■ The exercise: Convert these lines into a numbered list, skipping any blank lines and leaving out the pictures.

start Task data

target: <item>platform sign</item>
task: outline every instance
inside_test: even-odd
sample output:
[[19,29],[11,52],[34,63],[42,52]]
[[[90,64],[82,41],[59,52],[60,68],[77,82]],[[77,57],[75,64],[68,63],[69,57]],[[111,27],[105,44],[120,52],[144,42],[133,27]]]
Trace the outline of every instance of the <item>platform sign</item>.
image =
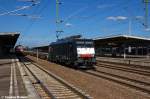
[[129,46],[128,47],[128,52],[131,53],[131,51],[132,51],[132,48],[131,48],[131,46]]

end Task data

■ Written reply:
1. target: <item>platform sign</item>
2. task: outline every instance
3. inside_test: even-odd
4. sample output:
5. [[19,29],[11,52],[34,63],[42,52]]
6. [[[90,64],[82,41],[59,52],[60,68],[77,82]],[[77,57],[75,64],[68,63],[69,57]],[[111,27],[105,44],[120,52],[144,42],[133,27]]]
7. Trace the outline of every instance of the <item>platform sign</item>.
8. image =
9. [[129,46],[128,47],[128,52],[131,53],[131,51],[132,51],[132,48],[131,48],[131,46]]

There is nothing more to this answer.